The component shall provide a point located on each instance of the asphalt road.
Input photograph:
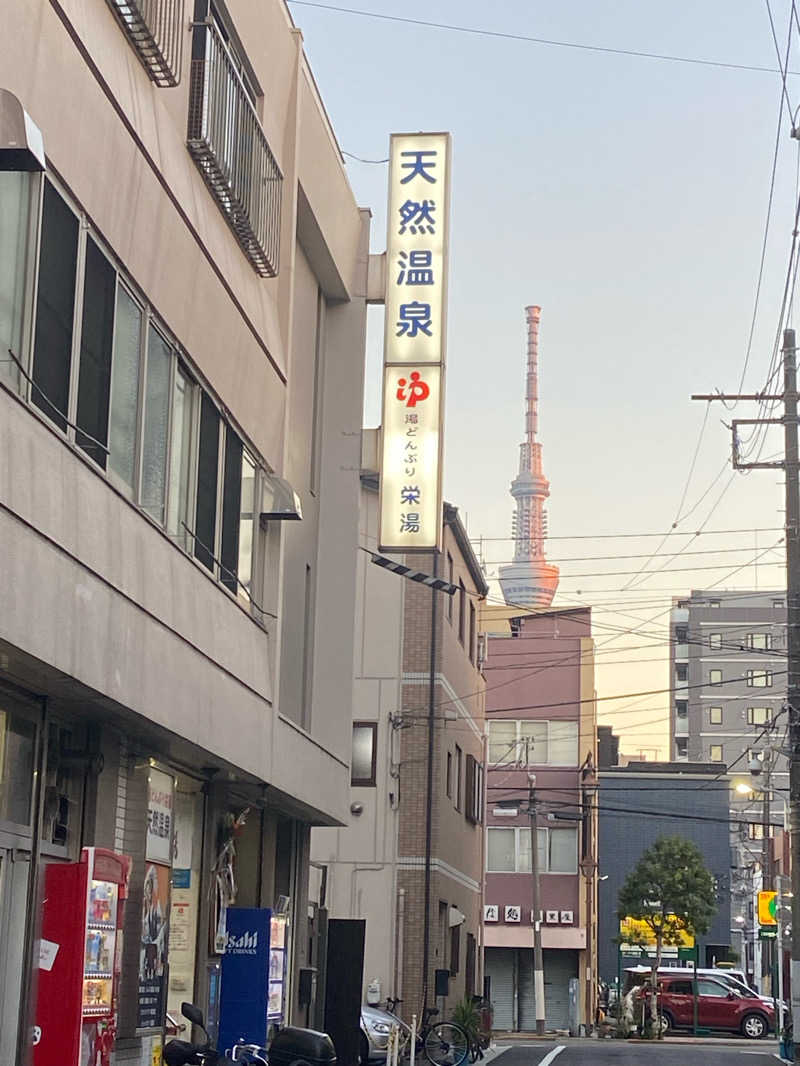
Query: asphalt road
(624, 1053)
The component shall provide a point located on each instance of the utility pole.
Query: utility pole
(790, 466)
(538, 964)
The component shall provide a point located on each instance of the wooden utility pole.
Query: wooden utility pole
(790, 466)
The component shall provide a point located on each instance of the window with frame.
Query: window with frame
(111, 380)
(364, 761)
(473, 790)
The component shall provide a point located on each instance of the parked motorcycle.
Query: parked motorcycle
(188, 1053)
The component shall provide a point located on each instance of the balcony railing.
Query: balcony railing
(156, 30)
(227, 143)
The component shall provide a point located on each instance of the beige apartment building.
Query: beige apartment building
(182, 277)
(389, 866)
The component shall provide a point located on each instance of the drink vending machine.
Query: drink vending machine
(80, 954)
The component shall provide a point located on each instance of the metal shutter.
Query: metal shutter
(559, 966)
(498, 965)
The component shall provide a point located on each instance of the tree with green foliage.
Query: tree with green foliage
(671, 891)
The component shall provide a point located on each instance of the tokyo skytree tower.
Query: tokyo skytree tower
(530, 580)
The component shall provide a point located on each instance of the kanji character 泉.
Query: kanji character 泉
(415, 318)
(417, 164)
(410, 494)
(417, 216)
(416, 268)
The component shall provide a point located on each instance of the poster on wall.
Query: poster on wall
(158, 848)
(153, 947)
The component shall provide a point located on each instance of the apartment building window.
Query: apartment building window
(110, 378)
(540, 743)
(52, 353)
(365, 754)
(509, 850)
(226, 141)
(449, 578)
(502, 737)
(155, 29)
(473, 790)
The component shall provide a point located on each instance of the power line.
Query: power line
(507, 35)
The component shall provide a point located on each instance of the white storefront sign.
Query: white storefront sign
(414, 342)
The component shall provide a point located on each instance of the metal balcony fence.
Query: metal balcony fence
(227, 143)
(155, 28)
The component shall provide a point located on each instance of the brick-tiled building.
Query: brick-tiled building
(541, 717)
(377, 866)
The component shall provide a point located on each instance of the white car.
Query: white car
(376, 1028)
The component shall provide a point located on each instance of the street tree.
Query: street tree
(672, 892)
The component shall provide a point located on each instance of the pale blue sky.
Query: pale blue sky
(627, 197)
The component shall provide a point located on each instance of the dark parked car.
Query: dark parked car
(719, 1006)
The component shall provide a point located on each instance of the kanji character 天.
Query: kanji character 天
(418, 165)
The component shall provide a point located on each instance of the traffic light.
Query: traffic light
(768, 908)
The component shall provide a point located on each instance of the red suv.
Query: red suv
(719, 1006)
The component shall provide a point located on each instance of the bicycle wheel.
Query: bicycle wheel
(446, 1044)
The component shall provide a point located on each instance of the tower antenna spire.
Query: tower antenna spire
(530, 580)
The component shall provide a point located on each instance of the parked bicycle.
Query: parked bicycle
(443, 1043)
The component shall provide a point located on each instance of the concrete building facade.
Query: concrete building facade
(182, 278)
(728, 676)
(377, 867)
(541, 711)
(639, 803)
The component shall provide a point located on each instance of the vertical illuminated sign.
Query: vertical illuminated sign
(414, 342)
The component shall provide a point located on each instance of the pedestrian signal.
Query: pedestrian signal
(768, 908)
· · · ·
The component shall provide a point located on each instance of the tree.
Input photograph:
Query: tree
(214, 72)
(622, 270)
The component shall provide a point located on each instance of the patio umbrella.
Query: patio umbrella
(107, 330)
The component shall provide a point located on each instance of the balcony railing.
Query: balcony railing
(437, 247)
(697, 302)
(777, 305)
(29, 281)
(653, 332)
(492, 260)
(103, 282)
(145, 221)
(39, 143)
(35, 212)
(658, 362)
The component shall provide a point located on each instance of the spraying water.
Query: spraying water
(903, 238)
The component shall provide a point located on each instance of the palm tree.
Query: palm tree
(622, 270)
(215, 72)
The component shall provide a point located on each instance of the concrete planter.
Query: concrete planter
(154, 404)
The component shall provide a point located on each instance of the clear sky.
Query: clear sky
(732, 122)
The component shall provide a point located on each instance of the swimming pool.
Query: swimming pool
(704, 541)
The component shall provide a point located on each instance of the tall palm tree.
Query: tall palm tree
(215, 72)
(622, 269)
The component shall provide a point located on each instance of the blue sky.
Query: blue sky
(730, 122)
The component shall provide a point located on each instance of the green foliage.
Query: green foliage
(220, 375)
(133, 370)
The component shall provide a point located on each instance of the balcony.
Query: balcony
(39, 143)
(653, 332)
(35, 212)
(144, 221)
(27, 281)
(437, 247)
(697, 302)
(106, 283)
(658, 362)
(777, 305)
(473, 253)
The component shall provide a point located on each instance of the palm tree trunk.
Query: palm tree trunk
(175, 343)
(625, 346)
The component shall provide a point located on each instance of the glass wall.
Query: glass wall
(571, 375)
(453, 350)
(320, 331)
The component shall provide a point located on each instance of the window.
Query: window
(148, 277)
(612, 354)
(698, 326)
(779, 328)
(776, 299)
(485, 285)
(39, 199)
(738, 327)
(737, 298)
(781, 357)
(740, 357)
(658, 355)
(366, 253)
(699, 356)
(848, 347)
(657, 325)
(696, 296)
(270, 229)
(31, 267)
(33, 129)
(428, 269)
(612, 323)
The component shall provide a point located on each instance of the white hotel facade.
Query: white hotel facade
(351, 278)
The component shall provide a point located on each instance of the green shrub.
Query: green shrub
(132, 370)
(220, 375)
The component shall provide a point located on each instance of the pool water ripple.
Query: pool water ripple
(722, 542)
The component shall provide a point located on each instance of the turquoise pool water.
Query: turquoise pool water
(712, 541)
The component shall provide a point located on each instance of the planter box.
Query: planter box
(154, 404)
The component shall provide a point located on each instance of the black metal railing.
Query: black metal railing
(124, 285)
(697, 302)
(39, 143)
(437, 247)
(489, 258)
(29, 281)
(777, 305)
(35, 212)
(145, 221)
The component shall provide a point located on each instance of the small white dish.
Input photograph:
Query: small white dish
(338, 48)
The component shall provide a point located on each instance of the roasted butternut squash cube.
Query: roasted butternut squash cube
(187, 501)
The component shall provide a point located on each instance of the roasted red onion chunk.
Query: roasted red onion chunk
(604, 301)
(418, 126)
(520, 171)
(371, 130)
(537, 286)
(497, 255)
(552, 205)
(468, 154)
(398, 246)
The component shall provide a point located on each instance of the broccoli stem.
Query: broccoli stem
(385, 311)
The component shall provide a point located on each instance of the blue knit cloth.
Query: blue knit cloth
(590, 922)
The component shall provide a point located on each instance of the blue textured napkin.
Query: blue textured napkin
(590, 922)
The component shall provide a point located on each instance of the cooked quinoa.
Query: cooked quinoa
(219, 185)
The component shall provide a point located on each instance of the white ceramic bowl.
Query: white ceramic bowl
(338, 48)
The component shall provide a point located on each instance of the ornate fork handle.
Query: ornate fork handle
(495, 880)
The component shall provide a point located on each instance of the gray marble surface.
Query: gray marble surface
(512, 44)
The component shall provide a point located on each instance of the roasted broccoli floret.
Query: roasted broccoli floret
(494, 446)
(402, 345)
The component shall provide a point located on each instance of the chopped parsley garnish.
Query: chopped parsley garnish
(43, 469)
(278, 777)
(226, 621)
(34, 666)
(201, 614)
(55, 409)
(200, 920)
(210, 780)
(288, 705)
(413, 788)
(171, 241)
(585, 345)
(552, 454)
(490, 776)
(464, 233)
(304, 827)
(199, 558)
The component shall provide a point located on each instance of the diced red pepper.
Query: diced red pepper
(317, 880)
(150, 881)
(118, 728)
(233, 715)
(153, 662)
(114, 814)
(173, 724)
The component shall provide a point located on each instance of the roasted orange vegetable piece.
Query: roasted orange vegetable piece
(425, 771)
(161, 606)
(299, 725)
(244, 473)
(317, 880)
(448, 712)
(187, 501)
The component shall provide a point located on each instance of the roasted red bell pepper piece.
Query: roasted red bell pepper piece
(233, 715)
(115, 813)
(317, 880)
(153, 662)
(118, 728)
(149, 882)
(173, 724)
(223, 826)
· · · ·
Goal of the exercise: In the listing above, find the line with "blue textured napkin." and the line with "diced red pepper."; output exactly those lines and all lines between them.

Solution for this task:
The component shall provide a point located on each instance of the blue textured napkin.
Query: blue textured napkin
(590, 922)
The component shall provide a point located on each instance of the cooked quinoa.
Query: cooked quinoa
(219, 185)
The component shall provide a point located on each instance of the white ceramic bowl.
Query: white ceramic bowl
(338, 48)
The component shall provide a point located on each instance of the ornate fork handle.
Query: ornate fork handle
(495, 880)
The component shall provide a point located on each instance of the gray marble surface.
Query: gray marble surface
(512, 44)
The component shall provide a point located on each instance of the roasted broccoli floret.
Query: roasted broccoli floret
(494, 446)
(402, 345)
The component shall provide a point located on each instance of the chopped parsley garnish.
Query: chopped parsley garnish
(43, 469)
(278, 777)
(226, 621)
(34, 666)
(201, 614)
(55, 409)
(200, 920)
(210, 780)
(288, 705)
(413, 788)
(171, 241)
(585, 345)
(552, 454)
(490, 776)
(464, 233)
(304, 827)
(199, 558)
The component shall provide a point located on each instance of the diced red pepper.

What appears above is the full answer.